▶ _What you will do_
Could you reproduce the lines below from the one with "# put a marker on every instance of the red plastic" through the one with "boot, response like this form"? Keep both ends and add nothing.

Region pointing data:
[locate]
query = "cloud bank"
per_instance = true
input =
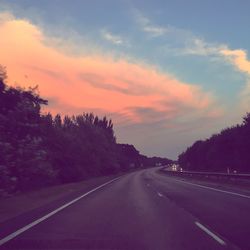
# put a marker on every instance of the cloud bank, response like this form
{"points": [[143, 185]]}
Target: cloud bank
{"points": [[133, 91]]}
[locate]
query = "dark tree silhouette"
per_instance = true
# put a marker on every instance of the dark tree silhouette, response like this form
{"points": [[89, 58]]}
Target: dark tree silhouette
{"points": [[227, 151]]}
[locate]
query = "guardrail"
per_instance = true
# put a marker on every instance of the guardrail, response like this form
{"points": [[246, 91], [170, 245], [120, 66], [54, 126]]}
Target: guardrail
{"points": [[209, 175]]}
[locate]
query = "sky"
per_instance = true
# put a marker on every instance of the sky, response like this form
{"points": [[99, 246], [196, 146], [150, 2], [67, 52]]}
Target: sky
{"points": [[167, 73]]}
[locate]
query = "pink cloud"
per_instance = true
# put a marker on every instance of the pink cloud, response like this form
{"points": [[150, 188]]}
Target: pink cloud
{"points": [[238, 58], [135, 91]]}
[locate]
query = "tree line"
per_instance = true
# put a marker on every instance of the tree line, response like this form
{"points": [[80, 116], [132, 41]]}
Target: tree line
{"points": [[226, 151], [39, 149]]}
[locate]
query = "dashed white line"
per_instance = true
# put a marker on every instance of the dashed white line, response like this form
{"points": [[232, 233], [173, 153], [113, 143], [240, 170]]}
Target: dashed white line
{"points": [[215, 189], [214, 236], [159, 194], [32, 224]]}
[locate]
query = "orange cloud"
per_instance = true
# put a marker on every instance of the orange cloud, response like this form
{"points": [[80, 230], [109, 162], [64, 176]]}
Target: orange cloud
{"points": [[134, 92]]}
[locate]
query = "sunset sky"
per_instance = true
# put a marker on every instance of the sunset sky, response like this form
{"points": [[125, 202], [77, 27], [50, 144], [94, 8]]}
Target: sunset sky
{"points": [[166, 72]]}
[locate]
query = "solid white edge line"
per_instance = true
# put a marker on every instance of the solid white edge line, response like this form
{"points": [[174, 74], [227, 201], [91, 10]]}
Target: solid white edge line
{"points": [[32, 224], [214, 236], [215, 189]]}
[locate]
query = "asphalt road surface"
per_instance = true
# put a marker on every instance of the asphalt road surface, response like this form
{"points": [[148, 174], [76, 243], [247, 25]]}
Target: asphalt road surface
{"points": [[141, 210]]}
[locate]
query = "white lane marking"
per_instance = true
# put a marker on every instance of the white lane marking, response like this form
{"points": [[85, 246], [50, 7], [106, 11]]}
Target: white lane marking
{"points": [[161, 195], [32, 224], [215, 189], [214, 236]]}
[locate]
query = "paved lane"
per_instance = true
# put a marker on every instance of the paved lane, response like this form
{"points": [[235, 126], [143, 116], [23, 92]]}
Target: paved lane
{"points": [[144, 210]]}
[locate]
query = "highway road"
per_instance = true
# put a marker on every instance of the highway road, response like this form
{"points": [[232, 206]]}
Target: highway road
{"points": [[141, 210]]}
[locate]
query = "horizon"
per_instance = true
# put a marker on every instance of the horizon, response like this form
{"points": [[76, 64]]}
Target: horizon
{"points": [[166, 73]]}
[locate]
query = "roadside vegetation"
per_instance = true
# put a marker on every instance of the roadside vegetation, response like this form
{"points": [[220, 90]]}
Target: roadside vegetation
{"points": [[227, 151], [38, 149]]}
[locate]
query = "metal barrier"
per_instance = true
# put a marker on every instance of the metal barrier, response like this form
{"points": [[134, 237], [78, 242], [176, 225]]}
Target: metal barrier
{"points": [[208, 175]]}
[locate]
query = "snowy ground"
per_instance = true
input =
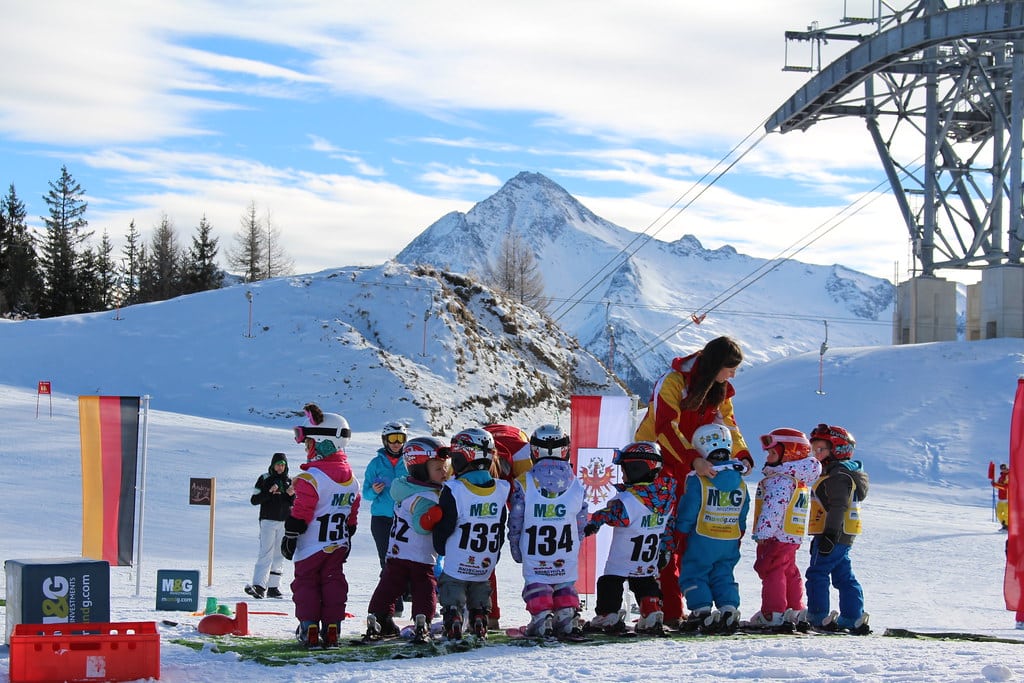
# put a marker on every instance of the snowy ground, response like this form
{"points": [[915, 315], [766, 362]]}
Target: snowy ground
{"points": [[931, 559]]}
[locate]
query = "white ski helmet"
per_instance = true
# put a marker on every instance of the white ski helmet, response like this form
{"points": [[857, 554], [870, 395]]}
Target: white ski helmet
{"points": [[714, 442]]}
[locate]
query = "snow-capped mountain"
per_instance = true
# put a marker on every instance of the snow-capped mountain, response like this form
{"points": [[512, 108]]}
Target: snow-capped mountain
{"points": [[391, 342], [636, 312]]}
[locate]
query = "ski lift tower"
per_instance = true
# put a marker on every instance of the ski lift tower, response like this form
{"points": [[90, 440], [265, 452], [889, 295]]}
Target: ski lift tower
{"points": [[944, 79]]}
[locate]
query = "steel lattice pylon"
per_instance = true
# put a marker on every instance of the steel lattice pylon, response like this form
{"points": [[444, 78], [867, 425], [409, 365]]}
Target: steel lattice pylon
{"points": [[952, 77]]}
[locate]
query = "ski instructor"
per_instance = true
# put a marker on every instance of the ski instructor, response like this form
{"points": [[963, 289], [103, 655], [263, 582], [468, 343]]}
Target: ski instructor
{"points": [[695, 391]]}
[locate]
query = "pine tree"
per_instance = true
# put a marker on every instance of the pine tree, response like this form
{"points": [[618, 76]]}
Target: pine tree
{"points": [[200, 269], [247, 256], [131, 265], [278, 261], [516, 273], [58, 256], [108, 276], [165, 261], [20, 282]]}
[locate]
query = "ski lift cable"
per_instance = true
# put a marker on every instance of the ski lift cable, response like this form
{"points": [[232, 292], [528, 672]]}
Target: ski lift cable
{"points": [[643, 238], [822, 229]]}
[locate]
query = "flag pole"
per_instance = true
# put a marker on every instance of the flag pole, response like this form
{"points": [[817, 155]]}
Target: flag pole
{"points": [[141, 497]]}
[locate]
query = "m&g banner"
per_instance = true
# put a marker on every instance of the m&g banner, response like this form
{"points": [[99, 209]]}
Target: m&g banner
{"points": [[109, 428]]}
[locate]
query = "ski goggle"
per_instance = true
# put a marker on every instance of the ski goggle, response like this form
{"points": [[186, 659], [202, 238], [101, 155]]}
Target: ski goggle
{"points": [[769, 441], [302, 433]]}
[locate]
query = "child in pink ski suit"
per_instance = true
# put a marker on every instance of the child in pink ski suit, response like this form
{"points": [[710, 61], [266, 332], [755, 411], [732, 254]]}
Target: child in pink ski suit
{"points": [[780, 509]]}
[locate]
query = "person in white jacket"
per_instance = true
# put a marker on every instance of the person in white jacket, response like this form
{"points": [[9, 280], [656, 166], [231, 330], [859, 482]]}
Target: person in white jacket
{"points": [[780, 512]]}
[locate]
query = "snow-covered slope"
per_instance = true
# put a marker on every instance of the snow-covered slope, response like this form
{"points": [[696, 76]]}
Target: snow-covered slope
{"points": [[376, 344]]}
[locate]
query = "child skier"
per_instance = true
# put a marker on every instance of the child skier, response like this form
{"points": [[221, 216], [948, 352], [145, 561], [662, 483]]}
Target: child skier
{"points": [[640, 515], [546, 524], [318, 531], [384, 468], [411, 555], [470, 532], [780, 507], [713, 514], [834, 524]]}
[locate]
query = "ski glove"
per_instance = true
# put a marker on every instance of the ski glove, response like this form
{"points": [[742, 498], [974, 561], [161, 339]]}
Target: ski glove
{"points": [[430, 518], [826, 543], [288, 545], [293, 526]]}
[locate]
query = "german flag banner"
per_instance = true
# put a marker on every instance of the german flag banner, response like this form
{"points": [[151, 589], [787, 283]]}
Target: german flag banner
{"points": [[109, 428]]}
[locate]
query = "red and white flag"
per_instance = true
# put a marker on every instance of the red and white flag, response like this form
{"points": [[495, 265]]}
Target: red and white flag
{"points": [[599, 425]]}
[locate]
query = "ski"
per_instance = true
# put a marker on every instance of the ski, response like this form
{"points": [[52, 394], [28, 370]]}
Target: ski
{"points": [[949, 635]]}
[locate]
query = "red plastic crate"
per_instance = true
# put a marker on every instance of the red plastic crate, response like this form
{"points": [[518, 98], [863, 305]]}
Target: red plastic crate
{"points": [[78, 652]]}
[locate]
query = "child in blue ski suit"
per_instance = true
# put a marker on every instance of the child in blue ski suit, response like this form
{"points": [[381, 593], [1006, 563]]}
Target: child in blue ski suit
{"points": [[835, 522], [713, 514]]}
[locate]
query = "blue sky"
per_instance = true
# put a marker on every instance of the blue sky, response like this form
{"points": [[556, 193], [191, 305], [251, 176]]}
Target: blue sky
{"points": [[356, 125]]}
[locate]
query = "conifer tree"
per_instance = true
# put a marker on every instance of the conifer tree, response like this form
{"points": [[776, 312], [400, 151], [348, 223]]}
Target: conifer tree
{"points": [[20, 281], [200, 269], [515, 272], [246, 256], [131, 265], [58, 254]]}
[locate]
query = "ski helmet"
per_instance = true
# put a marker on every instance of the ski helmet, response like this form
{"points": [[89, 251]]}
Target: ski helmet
{"points": [[394, 434], [549, 441], [641, 461], [786, 444], [330, 435], [418, 451], [714, 442], [472, 450], [842, 441]]}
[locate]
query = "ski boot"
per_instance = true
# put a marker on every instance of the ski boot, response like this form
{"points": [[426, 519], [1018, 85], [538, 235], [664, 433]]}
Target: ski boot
{"points": [[798, 617], [330, 635], [651, 617], [566, 623], [256, 591], [373, 628], [453, 623], [613, 624], [825, 625], [771, 622], [421, 631], [694, 622], [479, 621], [307, 634], [856, 627], [724, 621], [541, 625]]}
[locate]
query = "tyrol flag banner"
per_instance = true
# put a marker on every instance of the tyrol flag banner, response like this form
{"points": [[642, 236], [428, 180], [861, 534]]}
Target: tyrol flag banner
{"points": [[109, 428], [1013, 579], [599, 425]]}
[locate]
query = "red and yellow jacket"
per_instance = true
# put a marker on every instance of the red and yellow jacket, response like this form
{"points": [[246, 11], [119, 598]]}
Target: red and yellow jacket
{"points": [[1001, 485], [672, 427]]}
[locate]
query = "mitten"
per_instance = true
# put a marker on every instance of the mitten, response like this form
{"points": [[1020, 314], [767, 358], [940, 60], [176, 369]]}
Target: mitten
{"points": [[288, 545], [293, 526], [430, 518], [826, 543], [663, 560]]}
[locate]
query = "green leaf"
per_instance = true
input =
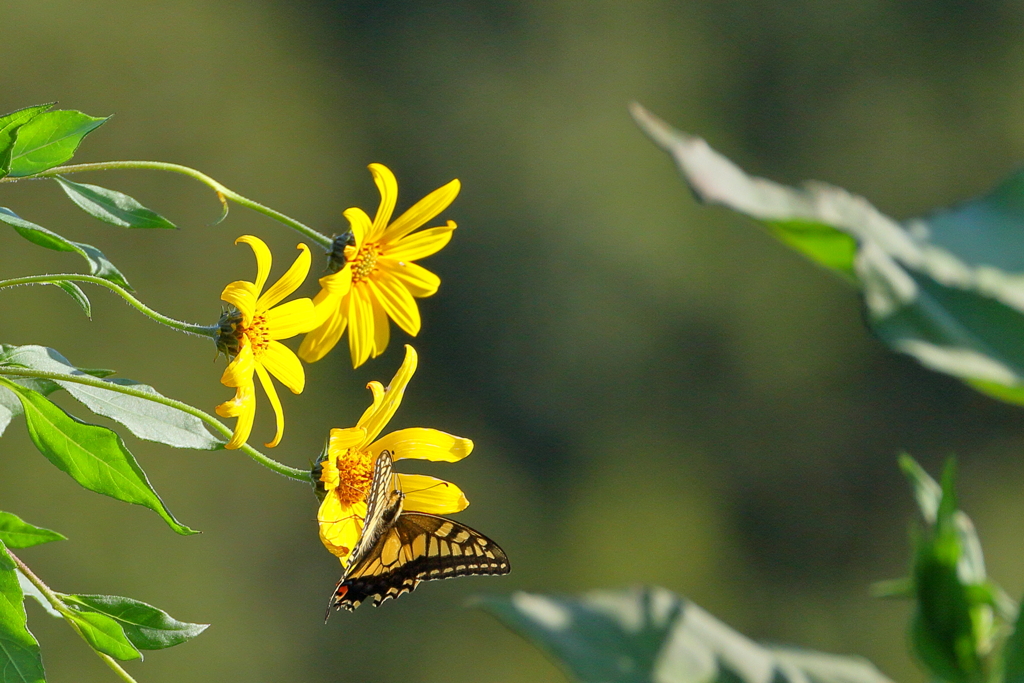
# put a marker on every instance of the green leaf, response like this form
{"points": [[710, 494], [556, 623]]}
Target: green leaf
{"points": [[947, 289], [145, 419], [76, 293], [649, 634], [37, 235], [15, 532], [93, 456], [49, 139], [19, 657], [30, 591], [104, 635], [112, 207], [9, 123], [146, 627]]}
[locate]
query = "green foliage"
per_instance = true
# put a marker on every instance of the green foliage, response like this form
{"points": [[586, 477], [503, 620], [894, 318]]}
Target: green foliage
{"points": [[945, 289], [93, 456], [649, 634], [20, 660], [103, 634], [15, 532], [49, 139], [144, 626], [99, 265], [961, 615], [112, 207]]}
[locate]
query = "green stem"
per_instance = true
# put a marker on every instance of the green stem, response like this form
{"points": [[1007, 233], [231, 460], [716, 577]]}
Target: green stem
{"points": [[269, 463], [223, 193], [67, 612], [210, 331]]}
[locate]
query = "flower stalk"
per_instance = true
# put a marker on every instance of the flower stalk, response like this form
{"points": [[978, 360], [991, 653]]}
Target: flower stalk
{"points": [[209, 331]]}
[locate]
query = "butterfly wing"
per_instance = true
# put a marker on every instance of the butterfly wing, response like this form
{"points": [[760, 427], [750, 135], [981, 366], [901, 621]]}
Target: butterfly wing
{"points": [[383, 505], [418, 548]]}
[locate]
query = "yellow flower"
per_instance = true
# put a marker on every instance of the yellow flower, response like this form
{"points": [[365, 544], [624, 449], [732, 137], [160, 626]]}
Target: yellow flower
{"points": [[379, 279], [250, 331], [351, 454]]}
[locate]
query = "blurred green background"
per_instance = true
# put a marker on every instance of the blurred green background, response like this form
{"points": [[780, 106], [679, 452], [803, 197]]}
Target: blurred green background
{"points": [[658, 392]]}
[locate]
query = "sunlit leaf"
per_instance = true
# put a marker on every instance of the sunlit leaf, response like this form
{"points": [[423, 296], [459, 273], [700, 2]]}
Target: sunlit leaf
{"points": [[947, 289], [99, 265], [49, 139], [104, 635], [19, 657], [145, 419], [1013, 652], [93, 456], [146, 627], [30, 591], [112, 207], [15, 532], [649, 634], [9, 123]]}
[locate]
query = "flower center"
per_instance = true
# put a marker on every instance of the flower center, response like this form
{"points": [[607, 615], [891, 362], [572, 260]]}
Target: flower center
{"points": [[355, 472], [336, 258], [259, 334], [232, 329], [365, 262]]}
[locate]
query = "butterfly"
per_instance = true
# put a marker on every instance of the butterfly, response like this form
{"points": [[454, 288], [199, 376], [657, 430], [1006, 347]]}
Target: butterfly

▶ _Written answer_
# put a marker on every instance of the red plastic crate, response like this form
{"points": [[518, 98], [863, 305]]}
Target: red plastic crate
{"points": [[78, 652]]}
[locate]
query = "child in blue ski suit"
per_instance = true
# put a marker on every instance of the child in blue ski suit, response like this form
{"points": [[381, 593], [1006, 563]]}
Target: child in blue ski suit
{"points": [[835, 522], [713, 514]]}
[locate]
query = "blue sky"
per_instance = true
# put a marker on every instance of the blue sky, response like this form
{"points": [[556, 193], [191, 305], [251, 176]]}
Target: blue sky
{"points": [[356, 125]]}
[locate]
query = "conifer tree"
per_instance = true
# put a marker on every instance of the conifer tree, response like this form
{"points": [[776, 312], [400, 151], [348, 223]]}
Target: conifer tree
{"points": [[20, 281], [200, 269], [515, 272], [246, 256], [131, 265], [58, 254]]}
[locate]
query = "ski helmet"
per_instance = true
# put a marker on every instance of the ski helmet, response like this form
{"points": [[89, 251]]}
Target: ski helmet
{"points": [[394, 434], [549, 441], [641, 461], [786, 444], [330, 435], [418, 451], [714, 442], [472, 450], [842, 441]]}
[locate]
query = "ski boot"
per_instance = true
# put a marker on every instance of the ski boot, response like this form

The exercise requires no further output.